DATA LISTING:
* * *
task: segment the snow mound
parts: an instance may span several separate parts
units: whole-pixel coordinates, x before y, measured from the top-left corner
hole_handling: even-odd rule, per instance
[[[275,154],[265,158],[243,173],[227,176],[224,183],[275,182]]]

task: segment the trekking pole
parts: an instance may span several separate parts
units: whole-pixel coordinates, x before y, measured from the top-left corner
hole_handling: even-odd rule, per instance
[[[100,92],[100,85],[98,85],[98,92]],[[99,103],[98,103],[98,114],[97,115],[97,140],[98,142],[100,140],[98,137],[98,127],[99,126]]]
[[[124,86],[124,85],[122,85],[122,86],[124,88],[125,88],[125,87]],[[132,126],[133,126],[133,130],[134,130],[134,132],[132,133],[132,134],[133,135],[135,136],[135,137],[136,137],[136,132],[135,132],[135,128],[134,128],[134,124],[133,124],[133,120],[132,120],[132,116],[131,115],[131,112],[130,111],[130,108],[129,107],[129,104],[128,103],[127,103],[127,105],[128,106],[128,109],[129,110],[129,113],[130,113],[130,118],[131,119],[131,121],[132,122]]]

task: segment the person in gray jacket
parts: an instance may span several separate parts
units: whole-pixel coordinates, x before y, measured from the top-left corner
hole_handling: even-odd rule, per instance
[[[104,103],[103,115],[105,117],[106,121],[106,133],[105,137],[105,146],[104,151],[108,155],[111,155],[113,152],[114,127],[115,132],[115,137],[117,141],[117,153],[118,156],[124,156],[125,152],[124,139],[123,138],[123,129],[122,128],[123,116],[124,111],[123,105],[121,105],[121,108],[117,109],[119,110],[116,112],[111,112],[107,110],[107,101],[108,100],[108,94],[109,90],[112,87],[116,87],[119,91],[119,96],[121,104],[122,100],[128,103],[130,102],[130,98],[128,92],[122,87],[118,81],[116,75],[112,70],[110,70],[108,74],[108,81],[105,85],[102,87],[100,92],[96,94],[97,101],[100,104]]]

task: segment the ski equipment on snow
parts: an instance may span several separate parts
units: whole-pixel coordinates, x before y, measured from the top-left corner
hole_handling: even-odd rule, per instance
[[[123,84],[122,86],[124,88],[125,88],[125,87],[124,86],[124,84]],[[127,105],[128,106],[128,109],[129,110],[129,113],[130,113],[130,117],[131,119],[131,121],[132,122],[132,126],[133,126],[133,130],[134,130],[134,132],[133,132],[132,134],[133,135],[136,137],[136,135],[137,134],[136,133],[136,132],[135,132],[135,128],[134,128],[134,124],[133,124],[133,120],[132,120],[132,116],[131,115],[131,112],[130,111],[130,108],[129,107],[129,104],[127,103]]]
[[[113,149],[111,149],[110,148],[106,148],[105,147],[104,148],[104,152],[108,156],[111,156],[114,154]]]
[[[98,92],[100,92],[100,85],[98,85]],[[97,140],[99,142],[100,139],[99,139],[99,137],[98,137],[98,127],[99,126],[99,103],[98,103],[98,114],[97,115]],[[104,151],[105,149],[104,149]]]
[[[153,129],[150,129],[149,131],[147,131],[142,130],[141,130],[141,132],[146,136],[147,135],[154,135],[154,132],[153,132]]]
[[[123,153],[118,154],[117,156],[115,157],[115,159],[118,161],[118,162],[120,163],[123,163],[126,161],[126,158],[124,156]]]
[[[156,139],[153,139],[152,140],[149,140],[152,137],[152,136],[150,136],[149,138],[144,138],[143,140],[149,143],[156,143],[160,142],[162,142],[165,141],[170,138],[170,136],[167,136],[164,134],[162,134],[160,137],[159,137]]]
* * *
WHAT YOU NEED TO DO: Copy every record above verbatim, line for line.

THE RESULT:
task: segment the snow mound
parts: an instance may span several separate parts
units: whole-pixel coordinates, x before y, measured from the top-left corner
hole_handling: even-odd rule, per instance
[[[275,154],[265,158],[243,173],[227,176],[224,183],[275,182]]]

task: segment the trekking pole
parts: an instance may span several separate parts
units: whole-pixel coordinates, x before y, measured from the top-left corner
hole_handling: even-odd rule, per instance
[[[100,92],[100,85],[98,85],[98,92]],[[99,103],[98,103],[98,114],[97,115],[97,140],[98,142],[100,140],[98,137],[98,127],[99,126]]]
[[[124,86],[124,85],[122,85],[122,86],[124,88],[125,88],[125,87]],[[132,126],[133,126],[133,130],[134,130],[134,132],[132,133],[132,134],[133,135],[135,136],[135,137],[136,137],[136,132],[135,132],[135,128],[134,128],[134,124],[133,124],[133,120],[132,120],[132,116],[131,115],[131,112],[130,111],[130,108],[129,107],[129,104],[128,103],[127,103],[127,105],[128,106],[128,109],[129,110],[129,113],[130,113],[130,118],[131,119],[131,121],[132,122]]]

task: segment the person in gray jacket
parts: an instance may span several separate parts
units: whole-pixel coordinates, x before y, measured from the top-left corner
hole_handling: even-odd rule, per instance
[[[104,103],[103,115],[105,117],[106,121],[106,133],[105,137],[105,146],[104,151],[108,155],[111,155],[113,152],[114,127],[115,132],[115,137],[117,141],[117,153],[118,156],[124,156],[125,152],[124,139],[123,138],[123,129],[122,128],[123,116],[124,111],[123,105],[121,105],[121,108],[117,109],[119,110],[116,112],[111,112],[107,110],[107,101],[108,100],[108,94],[109,90],[112,87],[116,87],[119,91],[119,96],[121,104],[122,100],[128,103],[130,102],[130,98],[128,92],[122,87],[118,81],[116,75],[112,70],[110,70],[108,74],[108,81],[105,85],[102,87],[100,92],[96,94],[97,101],[100,104]]]

task: segment the ski equipment on snow
parts: an instance may span several separate parts
units: whole-pixel coordinates, x before y, measured from the top-left corner
hole_handling: even-odd rule, per instance
[[[123,84],[122,86],[124,88],[125,88],[125,87],[124,86],[124,84]],[[127,105],[128,106],[128,109],[129,110],[129,113],[130,113],[130,117],[131,119],[131,121],[132,122],[132,126],[133,126],[133,130],[134,130],[134,132],[133,132],[132,134],[133,135],[136,137],[136,135],[137,134],[136,133],[136,132],[135,132],[135,128],[134,128],[134,124],[133,124],[133,120],[132,120],[132,116],[131,115],[131,112],[130,111],[130,108],[129,107],[129,104],[127,103]]]
[[[113,149],[111,149],[110,148],[106,148],[105,147],[104,148],[104,152],[108,156],[111,156],[114,154]]]
[[[98,92],[100,92],[100,85],[98,85]],[[97,140],[99,142],[100,139],[99,139],[99,137],[98,137],[98,127],[99,126],[99,103],[98,103],[98,114],[97,115]],[[104,151],[105,149],[104,149]]]
[[[153,129],[150,129],[149,131],[147,131],[142,130],[141,130],[141,132],[146,136],[147,135],[154,135],[154,132],[153,132]]]
[[[123,153],[118,154],[117,156],[115,157],[115,159],[118,161],[118,162],[120,163],[123,163],[126,161],[126,158],[124,156]]]
[[[156,139],[153,139],[152,140],[149,140],[152,137],[152,136],[150,136],[149,138],[144,138],[143,140],[149,143],[156,143],[160,142],[162,142],[165,141],[170,138],[170,136],[167,136],[164,134],[162,134],[160,137],[159,137]]]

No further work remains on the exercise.